Task goal: An exact copy of the lines from the one containing "Target = sheep head" to the end of the records below is required, and nothing else.

Photo-based referring expression data:
###

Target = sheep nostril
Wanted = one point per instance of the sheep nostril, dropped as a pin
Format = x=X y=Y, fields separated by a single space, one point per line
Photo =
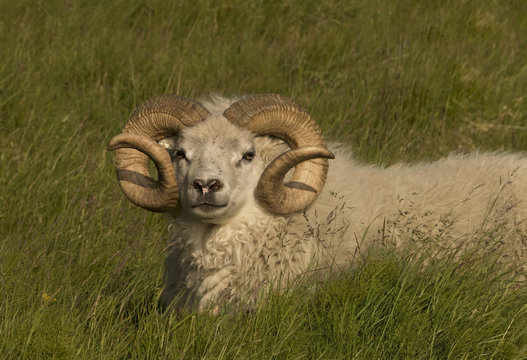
x=214 y=185
x=197 y=184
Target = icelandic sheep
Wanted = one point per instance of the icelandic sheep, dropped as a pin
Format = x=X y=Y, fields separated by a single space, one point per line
x=237 y=228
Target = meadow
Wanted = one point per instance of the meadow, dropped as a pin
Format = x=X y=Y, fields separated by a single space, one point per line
x=81 y=268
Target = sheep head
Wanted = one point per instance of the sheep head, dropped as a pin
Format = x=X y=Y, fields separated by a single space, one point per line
x=211 y=157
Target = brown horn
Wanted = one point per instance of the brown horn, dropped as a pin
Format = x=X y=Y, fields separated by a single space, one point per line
x=156 y=119
x=274 y=115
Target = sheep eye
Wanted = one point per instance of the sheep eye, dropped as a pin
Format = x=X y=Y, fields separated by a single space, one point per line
x=180 y=154
x=249 y=155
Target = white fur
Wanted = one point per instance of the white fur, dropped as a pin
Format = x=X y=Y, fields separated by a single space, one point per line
x=233 y=257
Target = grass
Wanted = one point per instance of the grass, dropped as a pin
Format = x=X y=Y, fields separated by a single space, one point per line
x=81 y=268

###

Answer:
Target = sheep head
Wanted = one point per instance of the sheep head, dropped as a pin
Format = x=X y=Y, fields separated by a single space, one point per line
x=211 y=157
Target = brown horn
Wanted = one point per instance of the brown horn, dropped as a pin
Format = x=X y=Y, fields separated by a single space, one point per line
x=156 y=119
x=274 y=115
Target = sheep eye
Wanted = one point per instance of the sheep eye, dropped as a pin
Format = x=X y=Y, fields separated by a single space, one point per line
x=180 y=154
x=249 y=155
Target = white fur
Wanted = one point per instance of the white fur, dropped as a pin
Format = x=X y=Y, fields separated by a single space, one point per line
x=233 y=257
Target = grass
Wanted = one point per instance of the grass, dropped as a pin
Format = x=X y=Y, fields separated by a single space, one point per line
x=81 y=268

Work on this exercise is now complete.